BEGIN PROVIDED ENTRIES

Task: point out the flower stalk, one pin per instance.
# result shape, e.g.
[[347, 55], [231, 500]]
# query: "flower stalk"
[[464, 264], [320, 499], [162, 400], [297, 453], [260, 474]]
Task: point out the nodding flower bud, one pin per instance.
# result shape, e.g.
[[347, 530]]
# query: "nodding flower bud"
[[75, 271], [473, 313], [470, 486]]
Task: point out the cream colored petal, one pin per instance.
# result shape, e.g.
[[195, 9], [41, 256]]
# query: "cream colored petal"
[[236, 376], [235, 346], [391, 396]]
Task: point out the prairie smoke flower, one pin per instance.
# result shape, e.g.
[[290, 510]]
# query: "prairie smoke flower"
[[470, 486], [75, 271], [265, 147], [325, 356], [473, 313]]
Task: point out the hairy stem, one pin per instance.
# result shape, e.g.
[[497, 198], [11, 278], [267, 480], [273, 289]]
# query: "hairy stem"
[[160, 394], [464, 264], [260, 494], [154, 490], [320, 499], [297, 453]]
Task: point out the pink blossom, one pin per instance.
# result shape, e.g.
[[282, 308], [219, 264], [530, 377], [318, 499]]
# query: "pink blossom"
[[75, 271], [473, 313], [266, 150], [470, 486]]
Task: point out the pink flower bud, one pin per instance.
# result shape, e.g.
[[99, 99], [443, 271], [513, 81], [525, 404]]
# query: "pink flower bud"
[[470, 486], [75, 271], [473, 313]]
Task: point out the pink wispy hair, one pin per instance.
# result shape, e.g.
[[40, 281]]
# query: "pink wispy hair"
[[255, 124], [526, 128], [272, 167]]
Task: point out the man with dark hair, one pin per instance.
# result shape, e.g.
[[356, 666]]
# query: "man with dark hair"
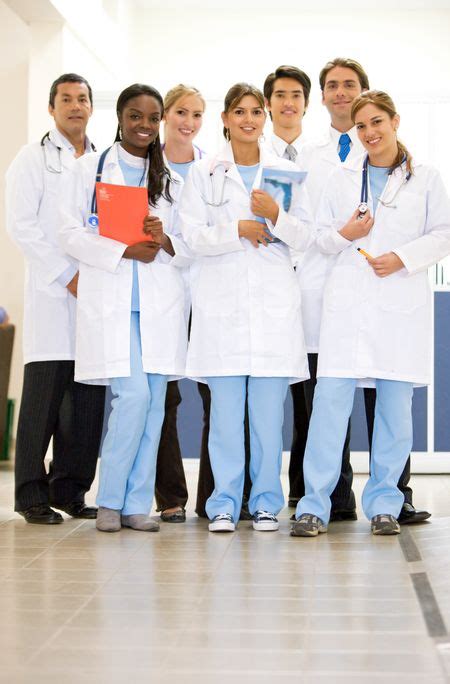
[[286, 92], [341, 81], [52, 404]]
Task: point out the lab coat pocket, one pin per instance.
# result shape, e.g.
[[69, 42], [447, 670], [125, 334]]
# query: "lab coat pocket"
[[401, 293], [281, 290], [217, 287], [341, 288]]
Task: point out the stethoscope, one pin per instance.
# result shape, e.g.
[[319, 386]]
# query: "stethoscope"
[[93, 218], [53, 168], [363, 206]]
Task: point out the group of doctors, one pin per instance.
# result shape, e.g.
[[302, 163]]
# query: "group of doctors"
[[211, 293]]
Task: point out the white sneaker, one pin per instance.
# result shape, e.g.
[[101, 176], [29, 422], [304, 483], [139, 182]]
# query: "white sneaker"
[[222, 523], [263, 521]]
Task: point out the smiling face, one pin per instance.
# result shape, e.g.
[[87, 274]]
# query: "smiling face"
[[340, 89], [245, 120], [139, 122], [72, 109], [287, 103], [377, 132], [184, 119]]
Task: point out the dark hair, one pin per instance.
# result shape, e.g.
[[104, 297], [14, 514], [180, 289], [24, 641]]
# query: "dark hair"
[[235, 95], [158, 180], [287, 71], [67, 78], [384, 102], [348, 63]]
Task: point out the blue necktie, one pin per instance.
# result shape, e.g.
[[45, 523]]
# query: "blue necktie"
[[344, 146]]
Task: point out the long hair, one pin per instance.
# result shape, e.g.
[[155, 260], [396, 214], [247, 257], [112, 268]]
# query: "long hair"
[[384, 102], [158, 179], [235, 95]]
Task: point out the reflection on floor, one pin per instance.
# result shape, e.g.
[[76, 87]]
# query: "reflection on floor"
[[184, 605]]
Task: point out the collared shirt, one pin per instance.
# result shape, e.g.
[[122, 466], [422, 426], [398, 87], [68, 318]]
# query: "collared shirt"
[[335, 135], [279, 145]]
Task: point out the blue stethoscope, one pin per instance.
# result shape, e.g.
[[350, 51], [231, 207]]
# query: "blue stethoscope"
[[363, 206], [93, 218]]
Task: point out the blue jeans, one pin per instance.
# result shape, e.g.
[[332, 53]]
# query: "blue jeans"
[[226, 443], [128, 460], [391, 445]]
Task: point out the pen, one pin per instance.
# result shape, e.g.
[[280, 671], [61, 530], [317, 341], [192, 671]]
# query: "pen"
[[366, 254]]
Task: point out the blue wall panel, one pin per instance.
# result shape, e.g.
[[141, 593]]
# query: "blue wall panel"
[[442, 371]]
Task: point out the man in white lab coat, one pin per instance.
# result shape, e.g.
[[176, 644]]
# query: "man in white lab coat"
[[341, 80], [52, 404]]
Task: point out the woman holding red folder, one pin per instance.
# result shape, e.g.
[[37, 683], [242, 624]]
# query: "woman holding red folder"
[[131, 312]]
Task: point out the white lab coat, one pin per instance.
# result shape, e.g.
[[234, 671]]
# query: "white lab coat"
[[376, 327], [105, 285], [319, 160], [246, 304], [32, 221]]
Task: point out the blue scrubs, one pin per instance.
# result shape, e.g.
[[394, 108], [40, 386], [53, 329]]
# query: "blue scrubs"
[[391, 445], [128, 459]]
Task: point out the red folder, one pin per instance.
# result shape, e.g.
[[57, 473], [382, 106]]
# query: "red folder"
[[121, 212]]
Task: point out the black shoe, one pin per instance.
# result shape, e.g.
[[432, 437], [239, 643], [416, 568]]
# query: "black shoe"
[[42, 515], [409, 515], [175, 517], [78, 509], [339, 516], [245, 513]]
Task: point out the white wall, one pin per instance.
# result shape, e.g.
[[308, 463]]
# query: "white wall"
[[117, 42]]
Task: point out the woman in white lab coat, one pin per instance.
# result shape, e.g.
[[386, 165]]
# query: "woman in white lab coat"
[[184, 107], [376, 322], [131, 311], [246, 334]]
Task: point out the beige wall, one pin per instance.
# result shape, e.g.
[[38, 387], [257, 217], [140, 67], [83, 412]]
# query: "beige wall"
[[14, 51]]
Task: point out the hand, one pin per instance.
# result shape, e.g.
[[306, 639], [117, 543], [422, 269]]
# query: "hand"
[[73, 285], [356, 227], [386, 264], [255, 232], [142, 251], [154, 228], [262, 204]]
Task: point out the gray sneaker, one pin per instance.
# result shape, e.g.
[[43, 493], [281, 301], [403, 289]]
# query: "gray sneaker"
[[384, 524], [140, 521], [308, 525], [108, 520]]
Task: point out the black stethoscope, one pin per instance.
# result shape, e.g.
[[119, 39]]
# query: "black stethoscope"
[[363, 206], [48, 162], [93, 218]]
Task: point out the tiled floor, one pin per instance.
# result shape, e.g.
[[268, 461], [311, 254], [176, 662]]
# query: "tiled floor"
[[184, 605]]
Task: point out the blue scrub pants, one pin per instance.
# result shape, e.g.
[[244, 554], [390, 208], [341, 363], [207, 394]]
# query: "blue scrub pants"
[[391, 445], [266, 398], [128, 459]]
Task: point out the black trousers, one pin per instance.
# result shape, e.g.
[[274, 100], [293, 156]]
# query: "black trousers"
[[170, 484], [343, 497], [54, 405]]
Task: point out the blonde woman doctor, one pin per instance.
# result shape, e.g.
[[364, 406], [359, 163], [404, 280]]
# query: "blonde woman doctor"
[[376, 322], [246, 335]]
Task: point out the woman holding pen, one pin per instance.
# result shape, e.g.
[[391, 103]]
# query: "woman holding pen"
[[387, 219], [131, 311], [246, 309]]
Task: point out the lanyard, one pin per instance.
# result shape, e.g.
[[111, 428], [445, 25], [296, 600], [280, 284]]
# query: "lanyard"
[[93, 218]]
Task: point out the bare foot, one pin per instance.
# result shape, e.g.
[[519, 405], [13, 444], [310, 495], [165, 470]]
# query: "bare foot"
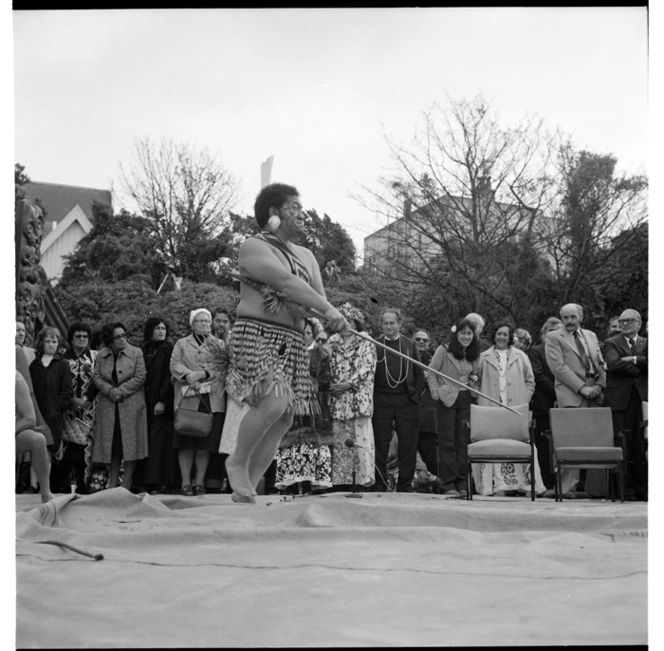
[[243, 499], [238, 478]]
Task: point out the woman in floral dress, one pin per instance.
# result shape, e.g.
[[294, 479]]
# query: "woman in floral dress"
[[304, 459], [80, 418], [505, 374], [352, 367]]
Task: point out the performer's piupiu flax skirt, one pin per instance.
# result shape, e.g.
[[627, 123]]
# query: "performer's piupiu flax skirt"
[[266, 357]]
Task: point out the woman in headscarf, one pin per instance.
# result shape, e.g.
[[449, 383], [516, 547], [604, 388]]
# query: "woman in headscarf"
[[505, 374], [197, 387]]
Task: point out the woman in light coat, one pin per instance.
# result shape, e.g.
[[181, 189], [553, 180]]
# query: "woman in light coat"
[[192, 367], [459, 361], [352, 370], [120, 431], [506, 375]]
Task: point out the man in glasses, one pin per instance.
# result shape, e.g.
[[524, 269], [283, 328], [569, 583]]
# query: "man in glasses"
[[626, 357], [427, 441], [574, 357]]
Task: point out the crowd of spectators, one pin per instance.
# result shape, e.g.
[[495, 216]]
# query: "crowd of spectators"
[[90, 419]]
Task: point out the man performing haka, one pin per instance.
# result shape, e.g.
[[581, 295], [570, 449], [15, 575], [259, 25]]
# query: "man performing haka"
[[269, 367]]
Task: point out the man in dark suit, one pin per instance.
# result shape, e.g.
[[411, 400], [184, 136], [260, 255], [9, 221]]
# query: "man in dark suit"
[[574, 357], [626, 357], [543, 399], [398, 386]]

END PROVIDED ENTRIES

* [EXERCISE BRIEF]:
Output the lines above exactly, but only those between the line holding "Task: point out the woman holding red" and the line holding "Task: point out the blue scrubs, one", inclusive.

* [ANSWER TO THE PROBLEM]:
Task: point out the woman holding red folder, one pin per instance.
# result shape, e.g.
[[37, 683], [242, 624]]
# query: "woman holding red folder"
[[131, 312]]
Task: point out the white lab coat, one pin per instance.
# result shape, e.g.
[[234, 671]]
# query: "white lab coat"
[[376, 327], [105, 285], [319, 160], [246, 304], [32, 221]]
Task: point out the blue scrubs, one pin per instance.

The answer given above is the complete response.